■ **Problem details**
The records must be retyped exactly, with no pictures included.

━━━ Dataset entries

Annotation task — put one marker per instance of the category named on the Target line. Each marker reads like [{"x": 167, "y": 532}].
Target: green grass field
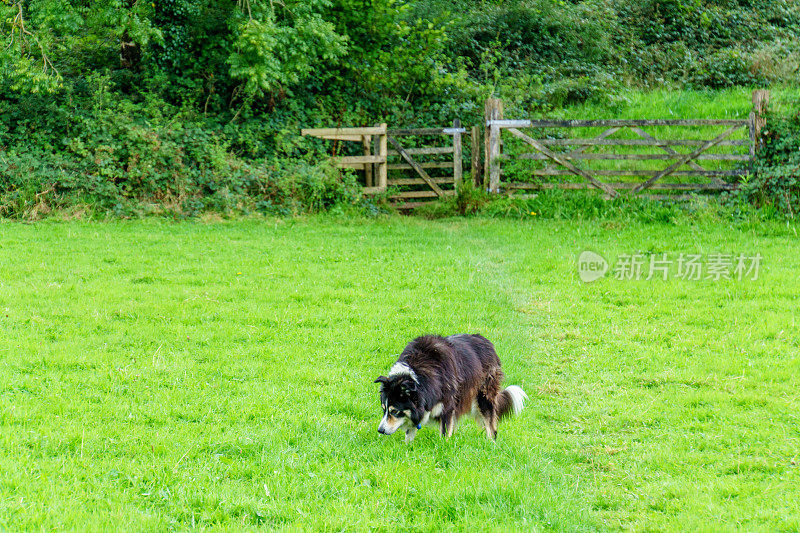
[{"x": 157, "y": 375}]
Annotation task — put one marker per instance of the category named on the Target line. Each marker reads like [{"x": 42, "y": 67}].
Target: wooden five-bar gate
[{"x": 635, "y": 156}]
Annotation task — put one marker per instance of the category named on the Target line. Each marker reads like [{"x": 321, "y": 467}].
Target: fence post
[
  {"x": 493, "y": 110},
  {"x": 366, "y": 140},
  {"x": 457, "y": 168},
  {"x": 757, "y": 119},
  {"x": 383, "y": 151},
  {"x": 475, "y": 155}
]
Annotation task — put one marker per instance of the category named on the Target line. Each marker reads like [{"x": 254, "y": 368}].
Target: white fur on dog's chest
[{"x": 435, "y": 412}]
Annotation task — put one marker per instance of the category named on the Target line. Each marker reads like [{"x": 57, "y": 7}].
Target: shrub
[{"x": 776, "y": 181}]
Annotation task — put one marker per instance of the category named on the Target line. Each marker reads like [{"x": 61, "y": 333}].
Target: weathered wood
[
  {"x": 643, "y": 173},
  {"x": 430, "y": 150},
  {"x": 407, "y": 206},
  {"x": 426, "y": 164},
  {"x": 321, "y": 132},
  {"x": 422, "y": 194},
  {"x": 475, "y": 155},
  {"x": 448, "y": 180},
  {"x": 672, "y": 168},
  {"x": 425, "y": 131},
  {"x": 424, "y": 175},
  {"x": 758, "y": 114},
  {"x": 354, "y": 138},
  {"x": 383, "y": 152},
  {"x": 492, "y": 110},
  {"x": 344, "y": 161},
  {"x": 636, "y": 142},
  {"x": 601, "y": 137},
  {"x": 457, "y": 168},
  {"x": 623, "y": 186},
  {"x": 608, "y": 123},
  {"x": 647, "y": 136},
  {"x": 494, "y": 159},
  {"x": 555, "y": 157},
  {"x": 366, "y": 141},
  {"x": 632, "y": 157}
]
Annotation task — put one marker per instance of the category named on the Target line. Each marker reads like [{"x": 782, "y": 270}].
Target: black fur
[{"x": 457, "y": 372}]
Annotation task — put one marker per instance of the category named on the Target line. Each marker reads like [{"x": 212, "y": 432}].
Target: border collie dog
[{"x": 439, "y": 380}]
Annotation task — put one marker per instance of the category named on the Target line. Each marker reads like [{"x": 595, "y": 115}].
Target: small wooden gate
[{"x": 409, "y": 160}]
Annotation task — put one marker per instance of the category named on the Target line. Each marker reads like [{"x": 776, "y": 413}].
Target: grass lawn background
[{"x": 157, "y": 375}]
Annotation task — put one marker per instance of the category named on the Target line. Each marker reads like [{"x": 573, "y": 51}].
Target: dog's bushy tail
[{"x": 510, "y": 401}]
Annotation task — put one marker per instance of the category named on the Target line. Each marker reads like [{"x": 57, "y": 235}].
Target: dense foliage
[
  {"x": 777, "y": 174},
  {"x": 182, "y": 105}
]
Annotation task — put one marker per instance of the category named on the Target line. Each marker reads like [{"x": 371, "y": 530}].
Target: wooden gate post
[
  {"x": 757, "y": 119},
  {"x": 383, "y": 152},
  {"x": 457, "y": 168},
  {"x": 493, "y": 110},
  {"x": 475, "y": 155}
]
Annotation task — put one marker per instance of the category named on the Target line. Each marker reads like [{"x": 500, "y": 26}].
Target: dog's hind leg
[
  {"x": 447, "y": 424},
  {"x": 489, "y": 416}
]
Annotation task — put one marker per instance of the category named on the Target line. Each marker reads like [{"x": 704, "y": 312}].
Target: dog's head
[{"x": 400, "y": 402}]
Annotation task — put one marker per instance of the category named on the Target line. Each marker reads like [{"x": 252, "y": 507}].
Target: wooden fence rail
[
  {"x": 569, "y": 156},
  {"x": 412, "y": 163}
]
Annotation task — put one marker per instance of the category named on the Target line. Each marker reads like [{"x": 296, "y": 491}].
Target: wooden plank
[
  {"x": 581, "y": 149},
  {"x": 427, "y": 164},
  {"x": 321, "y": 132},
  {"x": 672, "y": 168},
  {"x": 419, "y": 181},
  {"x": 593, "y": 141},
  {"x": 425, "y": 131},
  {"x": 350, "y": 159},
  {"x": 629, "y": 172},
  {"x": 608, "y": 123},
  {"x": 342, "y": 137},
  {"x": 424, "y": 175},
  {"x": 555, "y": 157},
  {"x": 667, "y": 149},
  {"x": 422, "y": 194},
  {"x": 494, "y": 159},
  {"x": 492, "y": 110},
  {"x": 631, "y": 157},
  {"x": 457, "y": 168},
  {"x": 430, "y": 150},
  {"x": 366, "y": 142},
  {"x": 475, "y": 155},
  {"x": 660, "y": 186}
]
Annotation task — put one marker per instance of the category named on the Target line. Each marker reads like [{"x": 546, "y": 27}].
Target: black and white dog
[{"x": 439, "y": 380}]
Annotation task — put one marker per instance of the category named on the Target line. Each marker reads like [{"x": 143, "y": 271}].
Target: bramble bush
[{"x": 182, "y": 106}]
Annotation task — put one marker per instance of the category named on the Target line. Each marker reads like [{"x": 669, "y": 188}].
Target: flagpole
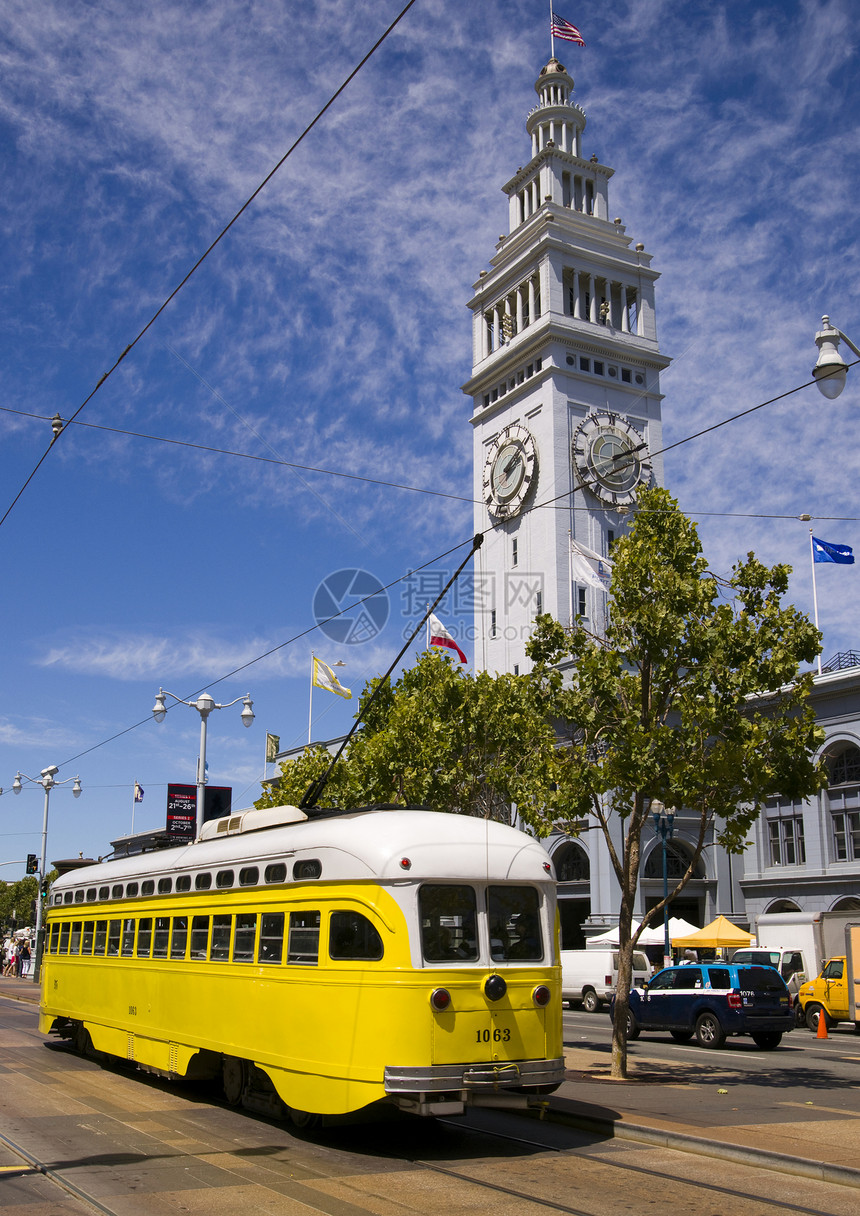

━━━━━━

■ **Expected answer**
Annotation task — put one marker per instance of the category named on the Target line. Each marker reads like [{"x": 167, "y": 532}].
Target: green grass field
[{"x": 157, "y": 375}]
Annotation task — put one marker per instance of the category named on the Target line. Each marker reads like [{"x": 42, "y": 67}].
Target: wooden five-bar gate
[{"x": 635, "y": 156}]
Annotation task — put one marker per instance of the category named on the Target line. Each marker reads like [{"x": 321, "y": 467}].
Target: fence post
[
  {"x": 493, "y": 110},
  {"x": 366, "y": 140},
  {"x": 457, "y": 168},
  {"x": 757, "y": 119},
  {"x": 383, "y": 151},
  {"x": 475, "y": 155}
]
Annotation task — put one marker per instance of the category named on the Target line. Each marker reads like [{"x": 254, "y": 368}].
Target: white fur on dog's chest
[{"x": 435, "y": 412}]
Annotation task — put one marker per instance of the category named on the Target line. Each marker reads like [{"x": 57, "y": 7}].
Target: shrub
[{"x": 776, "y": 181}]
Annotation task — put one marker per instance of the category named on the Target line. Each marker reads like [{"x": 61, "y": 333}].
Target: weathered wood
[
  {"x": 643, "y": 173},
  {"x": 430, "y": 150},
  {"x": 407, "y": 206},
  {"x": 426, "y": 164},
  {"x": 321, "y": 132},
  {"x": 422, "y": 194},
  {"x": 475, "y": 155},
  {"x": 448, "y": 180},
  {"x": 672, "y": 168},
  {"x": 425, "y": 131},
  {"x": 424, "y": 175},
  {"x": 758, "y": 114},
  {"x": 354, "y": 138},
  {"x": 383, "y": 152},
  {"x": 492, "y": 110},
  {"x": 344, "y": 161},
  {"x": 636, "y": 142},
  {"x": 601, "y": 137},
  {"x": 457, "y": 168},
  {"x": 623, "y": 186},
  {"x": 608, "y": 123},
  {"x": 647, "y": 136},
  {"x": 494, "y": 159},
  {"x": 555, "y": 157},
  {"x": 366, "y": 141},
  {"x": 632, "y": 157}
]
Annotation task — put one marker per instance of the category named on the Target line. Each marker reads like [{"x": 782, "y": 270}].
Target: black fur
[{"x": 457, "y": 372}]
Annotation task — put one marker per instance of the category named on the Target line. Each marker reads like [{"x": 212, "y": 432}].
Target: border collie dog
[{"x": 439, "y": 380}]
Annotation task — put one marker per instance of the category named on the Target line. Each marker reads like [{"x": 595, "y": 115}].
Target: small wooden gate
[{"x": 409, "y": 160}]
Annotation task — put one marker per instance of the category named on the Target line. Each marker reads like [{"x": 776, "y": 413}].
Target: grass lawn background
[{"x": 157, "y": 375}]
Annotation task — put one marker per instance of the category named on the Target line. Each marker reads like [{"x": 573, "y": 51}].
Target: dog's bushy tail
[{"x": 510, "y": 401}]
Annotation task — put one marker per instance of the category named on the Target line. Each marker reads like [{"x": 57, "y": 235}].
Target: dense foliage
[
  {"x": 777, "y": 174},
  {"x": 182, "y": 105}
]
Annotation task — put one marker per instance of the category named on the Target line. Each marker reads like [{"x": 371, "y": 530}].
Target: wooden gate post
[
  {"x": 757, "y": 119},
  {"x": 383, "y": 152},
  {"x": 457, "y": 168},
  {"x": 493, "y": 110},
  {"x": 475, "y": 155}
]
Annotation task — put one marker per instance of the category named on the Target line. Each marker reads like [{"x": 500, "y": 26}].
Target: dog's hind leg
[
  {"x": 447, "y": 424},
  {"x": 489, "y": 416}
]
Annotation task — put one marker per instance of the category named on the Target line. Each marker reads like [{"x": 704, "y": 312}].
Target: dog's head
[{"x": 400, "y": 402}]
Annotation task — put one marker per instance of the category named on the Target line. Each marker reads like [{"x": 252, "y": 507}].
Target: wooden fence rail
[
  {"x": 569, "y": 156},
  {"x": 412, "y": 163}
]
Annotation task — put one marker per instance of the category named on the Target line. Each marker reads like [{"x": 296, "y": 491}].
Target: wooden plank
[
  {"x": 581, "y": 149},
  {"x": 427, "y": 164},
  {"x": 321, "y": 132},
  {"x": 672, "y": 168},
  {"x": 419, "y": 181},
  {"x": 593, "y": 141},
  {"x": 425, "y": 131},
  {"x": 350, "y": 159},
  {"x": 629, "y": 172},
  {"x": 608, "y": 123},
  {"x": 342, "y": 137},
  {"x": 424, "y": 175},
  {"x": 555, "y": 157},
  {"x": 667, "y": 149},
  {"x": 422, "y": 194},
  {"x": 494, "y": 159},
  {"x": 492, "y": 110},
  {"x": 631, "y": 157},
  {"x": 457, "y": 168},
  {"x": 430, "y": 150},
  {"x": 366, "y": 142},
  {"x": 475, "y": 155},
  {"x": 660, "y": 186}
]
Annotation task — put one marker per instance of the category named on the Target line. Each marker reads like [{"x": 546, "y": 27}].
Target: black and white dog
[{"x": 439, "y": 380}]
Annotation task — put one marker per instance of the category named on the Target line. Each marker reads like [{"x": 143, "y": 271}].
Target: bramble bush
[{"x": 182, "y": 106}]
Annotation task — put one marker per instance of the category named on the Target line. Each marker reads like [{"x": 669, "y": 188}].
Target: flagpole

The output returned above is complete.